• _Work instruction_
Please return each entry exactly as it appears, but not the pictures.

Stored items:
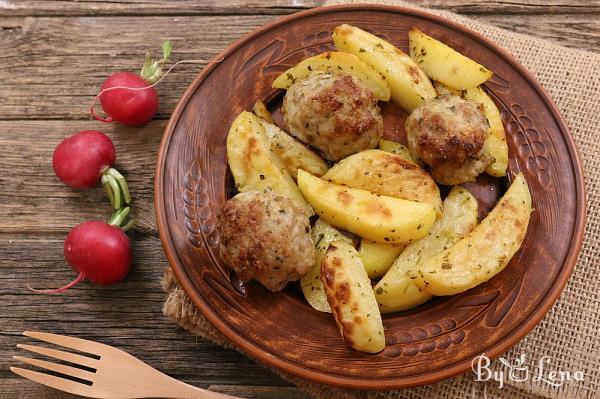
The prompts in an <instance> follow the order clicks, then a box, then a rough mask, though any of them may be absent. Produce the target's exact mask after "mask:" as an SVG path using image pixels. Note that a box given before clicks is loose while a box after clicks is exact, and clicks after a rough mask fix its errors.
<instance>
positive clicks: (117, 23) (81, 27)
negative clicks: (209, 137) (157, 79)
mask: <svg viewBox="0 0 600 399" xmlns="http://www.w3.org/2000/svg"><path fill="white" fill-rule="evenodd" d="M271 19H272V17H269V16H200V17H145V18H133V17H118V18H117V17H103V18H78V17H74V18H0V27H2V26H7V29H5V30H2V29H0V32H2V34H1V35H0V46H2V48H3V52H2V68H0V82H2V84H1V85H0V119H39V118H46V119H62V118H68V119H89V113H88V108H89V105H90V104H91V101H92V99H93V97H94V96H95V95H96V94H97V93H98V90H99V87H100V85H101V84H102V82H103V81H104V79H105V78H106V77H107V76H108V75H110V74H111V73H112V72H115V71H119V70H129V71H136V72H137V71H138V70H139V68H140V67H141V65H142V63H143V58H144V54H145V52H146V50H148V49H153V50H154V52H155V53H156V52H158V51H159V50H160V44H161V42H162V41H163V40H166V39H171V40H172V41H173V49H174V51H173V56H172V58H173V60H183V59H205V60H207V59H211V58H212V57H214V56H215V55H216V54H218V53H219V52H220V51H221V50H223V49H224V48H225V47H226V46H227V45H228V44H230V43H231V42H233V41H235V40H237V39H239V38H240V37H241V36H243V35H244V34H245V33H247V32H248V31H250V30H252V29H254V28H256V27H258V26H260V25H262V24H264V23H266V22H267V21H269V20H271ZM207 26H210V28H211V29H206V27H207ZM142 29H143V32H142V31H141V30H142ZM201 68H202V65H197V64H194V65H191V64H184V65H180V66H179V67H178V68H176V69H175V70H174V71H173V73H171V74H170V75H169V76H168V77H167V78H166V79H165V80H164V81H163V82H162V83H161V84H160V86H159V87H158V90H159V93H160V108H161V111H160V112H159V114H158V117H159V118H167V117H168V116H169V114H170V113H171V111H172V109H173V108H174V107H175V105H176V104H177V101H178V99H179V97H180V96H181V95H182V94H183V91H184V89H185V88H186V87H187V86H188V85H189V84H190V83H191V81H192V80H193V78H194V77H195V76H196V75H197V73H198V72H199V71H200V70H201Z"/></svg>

• _Result of the task_
The prompts in an <instance> follow the order clicks, then a box, then a rough mask, though any of them may be absent. Produce the target's exact mask after "mask:" as an SVG path using image pixels. Note that a box given before clicks is loose while a box after clicks is exact, and clicks after a rough mask fix its errors.
<instance>
positive clicks: (117, 23) (81, 27)
negative clicks: (209, 137) (157, 79)
mask: <svg viewBox="0 0 600 399" xmlns="http://www.w3.org/2000/svg"><path fill="white" fill-rule="evenodd" d="M271 19H272V17H269V16H200V17H145V18H133V17H118V18H117V17H103V18H78V17H74V18H0V27H2V26H7V29H5V30H2V29H0V32H2V34H1V35H0V46H2V48H3V52H2V68H0V82H2V84H1V85H0V119H39V118H46V119H62V118H68V119H89V113H88V108H89V105H90V104H91V101H92V99H93V97H94V96H95V95H96V94H97V93H98V90H99V87H100V85H101V84H102V82H103V81H104V79H105V78H106V77H107V76H108V75H110V74H111V73H112V72H115V71H119V70H129V71H136V72H137V71H138V70H139V68H140V67H141V65H142V63H143V58H144V54H145V52H146V50H148V49H153V50H154V52H155V53H156V52H158V51H159V50H160V44H161V42H162V41H163V40H166V39H171V40H172V41H173V49H174V51H173V56H172V58H173V60H183V59H205V60H207V59H211V58H212V57H214V56H215V55H216V54H218V53H219V52H220V51H221V50H223V49H224V48H225V47H226V46H227V45H228V44H230V43H231V42H233V41H235V40H237V39H239V38H240V37H241V36H243V35H244V34H245V33H247V32H248V31H250V30H252V29H254V28H256V27H258V26H260V25H262V24H264V23H266V22H267V21H269V20H271ZM207 26H210V28H211V29H206V27H207ZM142 29H143V32H142V31H141V30H142ZM201 68H202V65H197V64H194V65H191V64H184V65H180V66H179V67H178V68H176V69H175V70H174V71H173V73H171V74H170V75H169V76H168V77H167V78H166V79H165V80H164V81H163V82H162V83H161V84H160V86H159V87H158V90H159V93H160V108H161V111H160V112H159V114H158V117H159V118H167V117H168V116H169V114H170V113H171V111H172V109H173V108H174V107H175V105H176V104H177V101H178V99H179V97H180V96H181V95H182V94H183V91H184V89H185V88H186V87H187V86H188V85H189V84H190V83H191V81H192V80H193V78H194V77H195V76H196V75H197V73H198V72H199V71H200V70H201Z"/></svg>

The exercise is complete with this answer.